-- start of Excerpt provided --
The fool at Number 5 didn’t secure the outsized family bouncy and it struck my car in the tempest. As you have probably already guessed, I’m the fool at Number 5. The buck stops here, rather like a big blue trampoline might come to a halt embedded in a Volkswagen. In my defence, it was weighed down by concrete blocks. It was just so windy.

Despite my insistence that this was an Act of God, the insurance company insisted it wasn’t. According to the operator of the computer-that-always-says-no, it was a ‘fault accident’. The fault, like the car, being owned by myself. The fact that I can’t help the weather let alone global warming (assuming you believe in such a thing) doesn’t count. What does count, is that I’m obliged to secure a trampoline and/or park the car somewhere safe when a severe weather warning is in place.

Am I the only Puffin beginning to suspect these never-ending severe weather warnings, most of which end in a whimper rather than a large child’s toy through the car, are for the benefit of the insurance companies rather than the poor old consumer?

Anyway, there goes my no-claims bonus. Plus, next year’s premium will be a lot more than £92.50. Yes, that’s £92.50 a year, or £7.70 a month. The average driver finds more in loose change down the back of the sofa every four weeks than it costs me to insure the car.

Thrilled to bits I reminded everybody I met at every opportunity of my prurience/good fortune. If you’ve been approached in the street by a total stranger who stopped you and asked, ‘Awfully sorry, new to the area, just wondering how much your car insurance is?’ and then ran off laughing and shouting ‘Sucker!’ (even if you pay £7.80 a month) then you know who you were talking to. You also know the stranger recently received a well-deserved comeuppance.
-- end of Excerpt provided --
-- start of Record list --
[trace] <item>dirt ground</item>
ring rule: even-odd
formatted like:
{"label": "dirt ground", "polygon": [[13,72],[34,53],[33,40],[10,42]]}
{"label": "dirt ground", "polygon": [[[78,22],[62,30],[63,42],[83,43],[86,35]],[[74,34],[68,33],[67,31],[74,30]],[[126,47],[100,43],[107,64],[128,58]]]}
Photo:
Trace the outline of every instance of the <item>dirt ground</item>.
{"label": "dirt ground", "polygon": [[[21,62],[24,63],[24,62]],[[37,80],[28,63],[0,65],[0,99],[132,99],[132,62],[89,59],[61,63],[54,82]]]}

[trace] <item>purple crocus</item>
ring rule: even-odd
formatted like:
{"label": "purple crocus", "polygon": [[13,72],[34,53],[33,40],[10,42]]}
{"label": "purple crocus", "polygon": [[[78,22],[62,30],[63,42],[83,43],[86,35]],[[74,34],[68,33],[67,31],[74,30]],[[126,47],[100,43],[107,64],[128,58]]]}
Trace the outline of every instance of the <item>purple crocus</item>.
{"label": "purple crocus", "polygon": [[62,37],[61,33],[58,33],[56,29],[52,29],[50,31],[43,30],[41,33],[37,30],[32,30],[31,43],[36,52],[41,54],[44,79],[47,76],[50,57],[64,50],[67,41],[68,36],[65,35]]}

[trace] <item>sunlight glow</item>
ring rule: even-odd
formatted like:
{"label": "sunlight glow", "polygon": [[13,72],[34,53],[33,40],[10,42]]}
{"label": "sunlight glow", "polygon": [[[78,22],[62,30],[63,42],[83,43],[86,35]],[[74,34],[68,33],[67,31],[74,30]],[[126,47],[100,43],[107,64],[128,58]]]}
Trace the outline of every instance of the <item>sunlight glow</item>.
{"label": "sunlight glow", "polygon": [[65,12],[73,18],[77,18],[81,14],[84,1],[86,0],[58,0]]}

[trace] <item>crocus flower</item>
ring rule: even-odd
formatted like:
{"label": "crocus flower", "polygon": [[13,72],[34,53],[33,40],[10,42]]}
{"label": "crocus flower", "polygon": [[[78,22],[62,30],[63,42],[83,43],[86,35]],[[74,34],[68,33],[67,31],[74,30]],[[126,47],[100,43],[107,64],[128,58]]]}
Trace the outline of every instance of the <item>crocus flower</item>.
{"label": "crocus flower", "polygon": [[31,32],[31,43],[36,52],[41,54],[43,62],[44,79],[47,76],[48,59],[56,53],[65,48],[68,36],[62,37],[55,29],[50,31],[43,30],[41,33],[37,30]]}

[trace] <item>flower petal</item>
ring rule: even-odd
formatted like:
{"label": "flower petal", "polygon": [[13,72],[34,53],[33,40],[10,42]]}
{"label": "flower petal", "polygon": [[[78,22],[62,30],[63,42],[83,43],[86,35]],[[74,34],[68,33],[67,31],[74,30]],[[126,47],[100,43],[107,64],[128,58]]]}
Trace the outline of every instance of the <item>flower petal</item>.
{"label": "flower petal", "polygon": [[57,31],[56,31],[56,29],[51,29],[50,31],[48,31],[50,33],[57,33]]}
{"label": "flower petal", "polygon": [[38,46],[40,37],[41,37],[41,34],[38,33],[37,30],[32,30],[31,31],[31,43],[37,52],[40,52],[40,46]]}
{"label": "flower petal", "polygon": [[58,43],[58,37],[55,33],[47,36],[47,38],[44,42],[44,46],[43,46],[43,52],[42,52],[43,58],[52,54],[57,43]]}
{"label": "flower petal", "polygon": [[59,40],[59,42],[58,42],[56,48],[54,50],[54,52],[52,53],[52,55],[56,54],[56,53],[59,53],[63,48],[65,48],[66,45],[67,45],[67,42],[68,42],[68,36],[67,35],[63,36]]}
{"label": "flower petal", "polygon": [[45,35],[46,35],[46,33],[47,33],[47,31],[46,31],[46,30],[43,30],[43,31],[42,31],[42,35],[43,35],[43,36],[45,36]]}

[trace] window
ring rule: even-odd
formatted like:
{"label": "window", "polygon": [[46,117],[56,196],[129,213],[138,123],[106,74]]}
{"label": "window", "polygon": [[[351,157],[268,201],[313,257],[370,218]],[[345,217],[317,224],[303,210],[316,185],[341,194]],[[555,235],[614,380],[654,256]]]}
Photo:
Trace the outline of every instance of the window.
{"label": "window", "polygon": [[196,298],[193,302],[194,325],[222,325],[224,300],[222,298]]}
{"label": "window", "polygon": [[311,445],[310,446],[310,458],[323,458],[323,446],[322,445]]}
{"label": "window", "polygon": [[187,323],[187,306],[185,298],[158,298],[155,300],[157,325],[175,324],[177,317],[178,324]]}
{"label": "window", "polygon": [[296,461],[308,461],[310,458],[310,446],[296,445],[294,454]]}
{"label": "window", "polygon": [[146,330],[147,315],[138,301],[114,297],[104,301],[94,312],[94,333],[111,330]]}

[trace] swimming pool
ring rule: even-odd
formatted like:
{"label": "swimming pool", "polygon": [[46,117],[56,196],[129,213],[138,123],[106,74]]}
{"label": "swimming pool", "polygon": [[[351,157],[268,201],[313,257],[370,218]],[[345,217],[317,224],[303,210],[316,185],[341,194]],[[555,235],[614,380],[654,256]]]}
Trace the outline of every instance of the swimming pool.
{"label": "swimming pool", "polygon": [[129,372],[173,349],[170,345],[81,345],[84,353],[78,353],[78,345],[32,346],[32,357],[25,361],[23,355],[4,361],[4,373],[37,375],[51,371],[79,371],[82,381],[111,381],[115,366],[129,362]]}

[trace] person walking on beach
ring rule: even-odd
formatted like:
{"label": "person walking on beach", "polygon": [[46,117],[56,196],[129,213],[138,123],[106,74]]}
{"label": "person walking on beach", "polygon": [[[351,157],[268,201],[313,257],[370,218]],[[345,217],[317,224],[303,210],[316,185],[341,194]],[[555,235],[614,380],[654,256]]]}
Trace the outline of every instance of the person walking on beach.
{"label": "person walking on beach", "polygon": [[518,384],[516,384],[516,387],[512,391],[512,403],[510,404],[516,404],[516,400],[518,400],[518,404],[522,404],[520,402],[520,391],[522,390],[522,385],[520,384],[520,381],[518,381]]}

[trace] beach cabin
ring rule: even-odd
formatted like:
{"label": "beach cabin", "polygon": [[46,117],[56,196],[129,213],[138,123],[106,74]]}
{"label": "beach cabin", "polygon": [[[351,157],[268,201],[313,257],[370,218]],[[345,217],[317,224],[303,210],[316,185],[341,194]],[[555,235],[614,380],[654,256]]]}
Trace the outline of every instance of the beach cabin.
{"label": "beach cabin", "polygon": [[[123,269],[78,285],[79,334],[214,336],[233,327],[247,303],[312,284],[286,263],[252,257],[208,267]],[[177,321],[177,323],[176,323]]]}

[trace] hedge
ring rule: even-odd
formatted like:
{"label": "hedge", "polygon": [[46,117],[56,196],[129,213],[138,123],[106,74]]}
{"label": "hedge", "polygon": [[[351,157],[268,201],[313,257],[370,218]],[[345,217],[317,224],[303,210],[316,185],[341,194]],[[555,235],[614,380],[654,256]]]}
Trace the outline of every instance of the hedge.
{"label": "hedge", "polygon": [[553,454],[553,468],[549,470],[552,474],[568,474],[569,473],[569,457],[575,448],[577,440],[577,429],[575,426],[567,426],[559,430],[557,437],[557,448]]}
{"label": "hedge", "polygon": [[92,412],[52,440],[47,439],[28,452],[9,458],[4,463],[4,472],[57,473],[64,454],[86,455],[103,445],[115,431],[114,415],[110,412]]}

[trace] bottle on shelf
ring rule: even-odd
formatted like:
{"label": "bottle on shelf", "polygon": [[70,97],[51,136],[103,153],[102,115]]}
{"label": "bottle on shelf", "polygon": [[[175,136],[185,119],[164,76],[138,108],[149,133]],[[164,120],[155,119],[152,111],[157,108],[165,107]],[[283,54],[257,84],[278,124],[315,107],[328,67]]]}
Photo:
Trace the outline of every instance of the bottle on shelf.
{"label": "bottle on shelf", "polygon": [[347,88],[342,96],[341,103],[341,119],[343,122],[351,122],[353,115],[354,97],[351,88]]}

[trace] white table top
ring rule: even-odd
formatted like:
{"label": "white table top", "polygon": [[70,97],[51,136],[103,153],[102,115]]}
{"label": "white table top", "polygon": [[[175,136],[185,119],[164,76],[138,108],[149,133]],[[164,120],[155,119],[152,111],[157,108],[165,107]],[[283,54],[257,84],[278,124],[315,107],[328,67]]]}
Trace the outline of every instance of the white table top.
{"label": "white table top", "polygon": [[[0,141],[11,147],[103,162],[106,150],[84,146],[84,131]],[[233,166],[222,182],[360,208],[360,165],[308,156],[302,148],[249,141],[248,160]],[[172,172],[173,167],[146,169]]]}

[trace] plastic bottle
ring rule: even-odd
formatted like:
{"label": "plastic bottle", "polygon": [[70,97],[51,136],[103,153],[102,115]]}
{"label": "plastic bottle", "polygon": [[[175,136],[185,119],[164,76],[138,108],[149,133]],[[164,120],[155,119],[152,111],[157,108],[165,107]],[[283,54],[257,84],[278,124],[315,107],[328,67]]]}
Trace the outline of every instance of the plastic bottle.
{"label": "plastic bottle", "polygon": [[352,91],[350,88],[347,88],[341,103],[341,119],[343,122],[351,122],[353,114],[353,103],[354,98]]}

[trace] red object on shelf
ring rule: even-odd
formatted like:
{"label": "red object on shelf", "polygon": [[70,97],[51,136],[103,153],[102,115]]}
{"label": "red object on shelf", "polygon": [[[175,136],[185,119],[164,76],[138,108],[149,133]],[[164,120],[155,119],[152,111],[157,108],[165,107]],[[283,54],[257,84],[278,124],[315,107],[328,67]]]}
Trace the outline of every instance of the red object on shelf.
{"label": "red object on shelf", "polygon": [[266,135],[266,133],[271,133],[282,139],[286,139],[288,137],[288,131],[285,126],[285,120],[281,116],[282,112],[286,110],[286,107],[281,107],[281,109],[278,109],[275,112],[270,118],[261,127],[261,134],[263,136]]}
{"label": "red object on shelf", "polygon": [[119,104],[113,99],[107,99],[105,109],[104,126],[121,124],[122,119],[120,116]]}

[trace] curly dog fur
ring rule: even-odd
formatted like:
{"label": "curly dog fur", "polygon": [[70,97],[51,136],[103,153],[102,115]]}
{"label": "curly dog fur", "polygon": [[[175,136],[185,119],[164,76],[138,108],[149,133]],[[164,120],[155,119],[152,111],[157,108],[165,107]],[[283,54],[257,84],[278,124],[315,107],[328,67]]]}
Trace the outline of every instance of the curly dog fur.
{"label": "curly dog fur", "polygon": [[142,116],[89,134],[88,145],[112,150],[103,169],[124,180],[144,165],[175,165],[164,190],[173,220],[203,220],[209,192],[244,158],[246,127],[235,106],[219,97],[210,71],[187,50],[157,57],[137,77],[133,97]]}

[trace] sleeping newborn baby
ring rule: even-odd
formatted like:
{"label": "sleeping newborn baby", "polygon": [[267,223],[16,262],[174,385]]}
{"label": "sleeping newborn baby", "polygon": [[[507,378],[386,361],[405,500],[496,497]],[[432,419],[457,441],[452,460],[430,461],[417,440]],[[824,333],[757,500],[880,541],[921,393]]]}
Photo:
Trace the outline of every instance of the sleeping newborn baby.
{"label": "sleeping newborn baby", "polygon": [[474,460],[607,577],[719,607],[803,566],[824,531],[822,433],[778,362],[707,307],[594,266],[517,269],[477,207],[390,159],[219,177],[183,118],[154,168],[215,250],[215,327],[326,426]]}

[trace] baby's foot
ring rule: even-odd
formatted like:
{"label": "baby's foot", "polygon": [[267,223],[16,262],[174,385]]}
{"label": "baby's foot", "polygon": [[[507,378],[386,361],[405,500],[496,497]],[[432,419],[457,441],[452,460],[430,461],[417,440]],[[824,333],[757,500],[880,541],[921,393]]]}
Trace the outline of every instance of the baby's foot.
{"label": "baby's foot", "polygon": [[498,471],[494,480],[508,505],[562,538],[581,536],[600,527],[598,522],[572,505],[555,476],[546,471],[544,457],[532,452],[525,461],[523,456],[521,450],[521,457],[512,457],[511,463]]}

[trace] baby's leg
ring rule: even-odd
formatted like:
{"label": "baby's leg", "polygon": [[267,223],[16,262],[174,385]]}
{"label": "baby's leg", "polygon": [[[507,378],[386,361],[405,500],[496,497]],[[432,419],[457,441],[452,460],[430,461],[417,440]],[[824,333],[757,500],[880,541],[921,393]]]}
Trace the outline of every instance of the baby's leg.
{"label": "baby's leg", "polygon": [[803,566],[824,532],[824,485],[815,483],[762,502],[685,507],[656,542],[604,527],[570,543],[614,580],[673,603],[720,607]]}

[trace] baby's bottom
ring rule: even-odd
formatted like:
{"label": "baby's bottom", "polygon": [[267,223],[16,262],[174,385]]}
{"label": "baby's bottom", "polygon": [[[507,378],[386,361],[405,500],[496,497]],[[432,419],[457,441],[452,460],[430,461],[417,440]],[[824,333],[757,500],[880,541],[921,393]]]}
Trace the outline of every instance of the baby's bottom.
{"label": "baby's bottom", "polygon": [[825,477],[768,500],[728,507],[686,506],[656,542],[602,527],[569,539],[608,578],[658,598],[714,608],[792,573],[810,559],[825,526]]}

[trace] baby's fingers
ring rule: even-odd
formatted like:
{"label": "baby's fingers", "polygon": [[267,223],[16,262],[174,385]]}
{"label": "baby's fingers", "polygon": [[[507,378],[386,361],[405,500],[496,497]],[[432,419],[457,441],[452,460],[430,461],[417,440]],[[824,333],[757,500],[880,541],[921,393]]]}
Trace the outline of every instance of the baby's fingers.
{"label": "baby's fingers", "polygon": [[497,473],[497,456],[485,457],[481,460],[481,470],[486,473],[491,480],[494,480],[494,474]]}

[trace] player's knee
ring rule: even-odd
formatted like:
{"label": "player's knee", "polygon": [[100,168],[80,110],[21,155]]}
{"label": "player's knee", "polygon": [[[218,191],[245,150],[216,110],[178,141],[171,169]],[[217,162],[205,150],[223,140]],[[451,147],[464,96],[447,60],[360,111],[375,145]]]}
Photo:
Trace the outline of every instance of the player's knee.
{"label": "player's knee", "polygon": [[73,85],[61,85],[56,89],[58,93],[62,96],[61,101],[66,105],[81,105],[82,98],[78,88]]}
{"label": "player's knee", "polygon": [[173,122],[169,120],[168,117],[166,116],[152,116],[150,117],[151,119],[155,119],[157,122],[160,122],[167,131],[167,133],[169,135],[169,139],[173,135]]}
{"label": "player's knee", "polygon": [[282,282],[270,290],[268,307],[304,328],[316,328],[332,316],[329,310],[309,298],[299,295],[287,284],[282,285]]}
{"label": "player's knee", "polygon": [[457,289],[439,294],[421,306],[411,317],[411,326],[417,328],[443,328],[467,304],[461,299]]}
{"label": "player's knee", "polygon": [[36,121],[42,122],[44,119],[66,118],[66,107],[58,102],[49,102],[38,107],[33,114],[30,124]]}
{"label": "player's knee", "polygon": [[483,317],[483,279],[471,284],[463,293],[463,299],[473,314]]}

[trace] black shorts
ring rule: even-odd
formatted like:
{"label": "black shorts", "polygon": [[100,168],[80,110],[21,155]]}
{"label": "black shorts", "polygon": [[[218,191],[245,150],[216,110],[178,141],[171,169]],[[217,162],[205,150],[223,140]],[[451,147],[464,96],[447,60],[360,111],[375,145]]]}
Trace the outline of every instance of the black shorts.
-- end of Record list --
→ **Task requirements**:
1) List every sum of money in pounds that appears in the essay about the trampoline and the car insurance.
2) According to the trampoline essay, what was the trampoline weighed down with?
3) Carry on the essay about the trampoline and the car insurance, starting after its final sentence.

→ **Answers to the problems**:
1)
£92.50
£7.70
£7.80

2) Concrete blocks.

3)
Always Worth Saying, Going Postal
A well-deserved comeuppance.
© Always Worth Saying 2024, Going Postal

Part of the reason it was £7.70 a month is because I didn’t pay to protect my no-claims bonus. Feel free to laugh louder and shout ‘Sucker!’ with more gusto. Telling the tale for one last time before my premium rockets, Mr Thrifty replied his daughter’s is over £200 a month. Although too modest to say so, one assumes Mr Thrifty’s girl to be a mine clearance rally-car driver with a serious nervous tic who passed her test yesterday.

Friends tell me I should claw something back with a claim for whiplash. Sitting on the front drive in my car during a storm waiting for a trampoline strike? Might be worth a try. I’ll keep you posted.

Those of you with a mildly autistic interest in meteorological records will already have twigged this happened on a Saturday evening in January during storm Isha. Was it National Coincidence Day? Only hours later, my insurance changed. Disaster struck at six thirty, the insurance expired at a minute to midnight – a one in three hundred and sixty-five chance.

No matter, no need to bother them. It’ll be cheaper to get it repaired ex-insurance. At first, in the dark and the storm, I didn’t realise it had been damaged. I was too busy looking for the missing trampoline having heard a noise and then gone out into the garden after wrapping myself in a coat and scarf.

Expecting to see a flower pot on its side, I was startled to notice our trampoline was in the next-door neighbour’s garden. I dragged it back in the gale. Not an easy task. With the help of Mrs AWS, it was cut it up in situ to stop it from blowing away again. The fabric was shredded and stuffed into a hedge. Days later I was chatting over the same hedge while trying not to look sheepish. ‘Found springs in your front garden, Alan? What a wind, eh? Could have blown from anywhere, probably from another parish.’

Not a big enough coincidence? The ding dong occurred as myself and Mrs AWS were curled up on the settee in front of Netflix watching ‘Eurovision Song Contest: The Story of Fire Saga’ just as ‘Jaja Ding Dong’ part-drowned out the noise of the storm. As every Puffin knows, ‘Fire Saga’ is a 2020 Eurovisojn Song Contest-themed musical comedy by director David Dobkin starring Will Ferrell and Rachael MacAdams. As well as featuring the catchy ‘Jaja Ding Dong’ the soundtrack also includes the Oscar-nominated ‘Husavik’.

Still not a big enough coincidence? Read on.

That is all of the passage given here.